--- DO THIS ---
Print every line of the data below word for word, changing nothing.

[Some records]
## BEGIN
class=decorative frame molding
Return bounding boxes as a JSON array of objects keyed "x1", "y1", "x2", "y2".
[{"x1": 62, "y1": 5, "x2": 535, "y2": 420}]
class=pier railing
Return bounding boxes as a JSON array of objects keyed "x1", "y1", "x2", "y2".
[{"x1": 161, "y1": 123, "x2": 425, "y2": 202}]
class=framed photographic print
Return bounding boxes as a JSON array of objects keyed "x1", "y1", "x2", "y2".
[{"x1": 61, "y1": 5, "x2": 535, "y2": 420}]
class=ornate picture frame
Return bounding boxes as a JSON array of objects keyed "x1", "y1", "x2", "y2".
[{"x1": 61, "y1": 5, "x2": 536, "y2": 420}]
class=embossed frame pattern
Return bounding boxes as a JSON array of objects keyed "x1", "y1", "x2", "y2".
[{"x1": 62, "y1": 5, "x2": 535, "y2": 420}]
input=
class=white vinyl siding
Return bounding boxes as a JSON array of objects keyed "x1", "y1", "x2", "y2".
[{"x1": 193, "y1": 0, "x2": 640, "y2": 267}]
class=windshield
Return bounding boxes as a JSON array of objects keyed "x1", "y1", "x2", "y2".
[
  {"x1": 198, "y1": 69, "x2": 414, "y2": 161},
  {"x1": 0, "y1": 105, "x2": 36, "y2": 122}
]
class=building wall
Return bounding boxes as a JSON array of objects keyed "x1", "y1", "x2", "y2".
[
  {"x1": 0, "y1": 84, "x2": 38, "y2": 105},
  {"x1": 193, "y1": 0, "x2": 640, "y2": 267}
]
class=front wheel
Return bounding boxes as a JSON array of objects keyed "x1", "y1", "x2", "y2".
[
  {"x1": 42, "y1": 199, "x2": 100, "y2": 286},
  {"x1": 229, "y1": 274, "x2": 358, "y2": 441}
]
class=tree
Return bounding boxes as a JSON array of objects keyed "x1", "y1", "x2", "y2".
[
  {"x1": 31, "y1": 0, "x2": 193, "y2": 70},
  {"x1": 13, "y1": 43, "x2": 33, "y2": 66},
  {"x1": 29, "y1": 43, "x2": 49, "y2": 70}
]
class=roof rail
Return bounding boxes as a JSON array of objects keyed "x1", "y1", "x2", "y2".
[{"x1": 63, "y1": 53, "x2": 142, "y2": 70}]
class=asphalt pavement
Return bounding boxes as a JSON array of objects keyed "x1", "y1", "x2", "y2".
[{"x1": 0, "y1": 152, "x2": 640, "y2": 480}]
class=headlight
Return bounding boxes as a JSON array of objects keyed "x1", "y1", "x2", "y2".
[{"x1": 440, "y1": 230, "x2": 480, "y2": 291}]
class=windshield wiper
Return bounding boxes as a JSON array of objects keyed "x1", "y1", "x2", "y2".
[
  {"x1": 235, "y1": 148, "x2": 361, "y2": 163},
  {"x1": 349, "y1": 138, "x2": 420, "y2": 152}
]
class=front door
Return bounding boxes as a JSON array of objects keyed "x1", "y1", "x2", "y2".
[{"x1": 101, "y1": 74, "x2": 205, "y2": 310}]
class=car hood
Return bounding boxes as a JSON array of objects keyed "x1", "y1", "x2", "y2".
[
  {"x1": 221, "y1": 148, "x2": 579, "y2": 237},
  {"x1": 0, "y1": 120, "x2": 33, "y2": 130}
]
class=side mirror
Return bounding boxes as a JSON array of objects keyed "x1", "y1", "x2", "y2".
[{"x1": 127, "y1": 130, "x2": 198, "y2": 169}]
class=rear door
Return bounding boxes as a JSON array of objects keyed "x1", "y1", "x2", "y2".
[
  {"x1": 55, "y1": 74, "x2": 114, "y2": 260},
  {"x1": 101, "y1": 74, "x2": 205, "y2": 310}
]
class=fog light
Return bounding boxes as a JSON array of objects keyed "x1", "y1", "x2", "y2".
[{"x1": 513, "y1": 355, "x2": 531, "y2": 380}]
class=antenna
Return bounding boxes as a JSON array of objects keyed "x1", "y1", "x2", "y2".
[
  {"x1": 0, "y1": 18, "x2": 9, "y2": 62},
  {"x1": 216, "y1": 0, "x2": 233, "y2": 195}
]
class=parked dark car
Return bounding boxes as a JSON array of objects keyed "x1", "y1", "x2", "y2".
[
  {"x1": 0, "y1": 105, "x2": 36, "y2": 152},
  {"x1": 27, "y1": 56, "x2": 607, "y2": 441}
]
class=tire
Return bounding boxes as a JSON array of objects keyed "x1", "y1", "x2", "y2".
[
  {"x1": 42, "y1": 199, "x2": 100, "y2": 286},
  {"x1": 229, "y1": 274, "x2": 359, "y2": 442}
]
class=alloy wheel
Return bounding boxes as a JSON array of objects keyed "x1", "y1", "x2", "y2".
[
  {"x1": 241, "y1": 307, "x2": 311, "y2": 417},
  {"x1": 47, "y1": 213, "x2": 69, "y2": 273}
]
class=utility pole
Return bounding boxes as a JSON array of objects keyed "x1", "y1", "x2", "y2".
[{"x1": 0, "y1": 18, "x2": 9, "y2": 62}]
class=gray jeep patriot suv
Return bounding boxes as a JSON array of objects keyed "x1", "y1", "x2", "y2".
## END
--- EXERCISE ANSWER ---
class=decorative frame molding
Return bounding boxes as a JSON array of objects keyed "x1", "y1", "x2", "y2".
[{"x1": 62, "y1": 5, "x2": 535, "y2": 420}]
class=pier railing
Return bounding boxes as a JSON array of objects keyed "x1", "y1", "x2", "y2".
[{"x1": 161, "y1": 123, "x2": 425, "y2": 202}]
class=framed photographic print
Return bounding boxes as a JSON array of objects keyed "x1", "y1", "x2", "y2".
[{"x1": 61, "y1": 5, "x2": 535, "y2": 420}]
class=ornate picture frame
Return bounding boxes as a JSON array of objects keyed "x1", "y1", "x2", "y2".
[{"x1": 61, "y1": 5, "x2": 536, "y2": 420}]
class=embossed frame pattern
Return bounding boxes as a JSON array of objects keyed "x1", "y1", "x2", "y2".
[{"x1": 62, "y1": 5, "x2": 535, "y2": 420}]
input=
class=white vinyl siding
Return bounding boxes as a JSON array of objects keyed "x1", "y1", "x2", "y2".
[{"x1": 193, "y1": 0, "x2": 640, "y2": 267}]
class=windshield
Return bounding boxes as a JSON array of objects keyed "x1", "y1", "x2", "y2".
[
  {"x1": 198, "y1": 69, "x2": 414, "y2": 161},
  {"x1": 0, "y1": 105, "x2": 36, "y2": 122}
]
class=building wall
Return bounding boxes as a JSON array of objects keyed "x1", "y1", "x2", "y2".
[
  {"x1": 0, "y1": 84, "x2": 38, "y2": 105},
  {"x1": 193, "y1": 0, "x2": 640, "y2": 267}
]
class=front wheel
Return bounding boxes as a JSON array of objects keyed "x1", "y1", "x2", "y2".
[
  {"x1": 42, "y1": 199, "x2": 100, "y2": 286},
  {"x1": 229, "y1": 274, "x2": 358, "y2": 441}
]
class=tree
Return bounding boxes as a JSON array of objects keyed "x1", "y1", "x2", "y2".
[
  {"x1": 31, "y1": 0, "x2": 193, "y2": 70},
  {"x1": 13, "y1": 43, "x2": 33, "y2": 66},
  {"x1": 29, "y1": 43, "x2": 49, "y2": 70}
]
class=roof rail
Return bounding boxes as a JSON array of objects keyed "x1", "y1", "x2", "y2".
[{"x1": 63, "y1": 53, "x2": 142, "y2": 70}]
class=asphalt pavement
Return bounding boxes as a JSON array of objects keyed "x1", "y1", "x2", "y2".
[{"x1": 0, "y1": 152, "x2": 640, "y2": 480}]
class=headlight
Return bounding boxes as a JSON array of objects keyed "x1", "y1", "x2", "y2".
[{"x1": 440, "y1": 230, "x2": 480, "y2": 291}]
class=windshield wiper
Return bounding boxes as a JSON array of objects keyed "x1", "y1", "x2", "y2".
[
  {"x1": 235, "y1": 148, "x2": 361, "y2": 163},
  {"x1": 349, "y1": 138, "x2": 420, "y2": 152}
]
class=front door
Return bounding boxes as a JSON array of objects keyed "x1", "y1", "x2", "y2".
[{"x1": 101, "y1": 74, "x2": 205, "y2": 310}]
class=car hood
Return bounding boxes as a JSON array of objects keyed "x1", "y1", "x2", "y2".
[
  {"x1": 221, "y1": 148, "x2": 579, "y2": 237},
  {"x1": 0, "y1": 120, "x2": 33, "y2": 130}
]
class=side mirror
Return bounding boxes as a JSON array of objects keyed "x1", "y1", "x2", "y2".
[{"x1": 127, "y1": 130, "x2": 198, "y2": 169}]
class=rear door
Return bounding boxes as a JSON array of objects keyed "x1", "y1", "x2", "y2".
[
  {"x1": 55, "y1": 74, "x2": 114, "y2": 260},
  {"x1": 101, "y1": 74, "x2": 205, "y2": 310}
]
class=fog light
Return bounding boxes as a JSON array of objects keyed "x1", "y1", "x2", "y2".
[{"x1": 513, "y1": 355, "x2": 531, "y2": 380}]
class=antenna
Return bounding boxes as a JSON array of objects keyed "x1", "y1", "x2", "y2".
[
  {"x1": 0, "y1": 18, "x2": 9, "y2": 62},
  {"x1": 216, "y1": 0, "x2": 233, "y2": 195}
]
class=parked dark car
Return bounding boxes as a JSON array of objects keyed "x1", "y1", "x2", "y2".
[
  {"x1": 0, "y1": 105, "x2": 36, "y2": 152},
  {"x1": 27, "y1": 56, "x2": 607, "y2": 441}
]
class=tire
Return bounding boxes as a JSON array of objects keyed "x1", "y1", "x2", "y2".
[
  {"x1": 42, "y1": 199, "x2": 100, "y2": 286},
  {"x1": 229, "y1": 274, "x2": 359, "y2": 442}
]
class=alloy wheel
Return bounding boxes as a JSON array of objects keyed "x1", "y1", "x2", "y2".
[
  {"x1": 241, "y1": 307, "x2": 311, "y2": 417},
  {"x1": 47, "y1": 213, "x2": 69, "y2": 273}
]
class=utility pole
Return bounding boxes as a JSON array of objects keyed "x1", "y1", "x2", "y2".
[{"x1": 0, "y1": 18, "x2": 9, "y2": 62}]
class=gray jeep patriot suv
Return bounding boxes as a JSON array of objects keyed "x1", "y1", "x2", "y2".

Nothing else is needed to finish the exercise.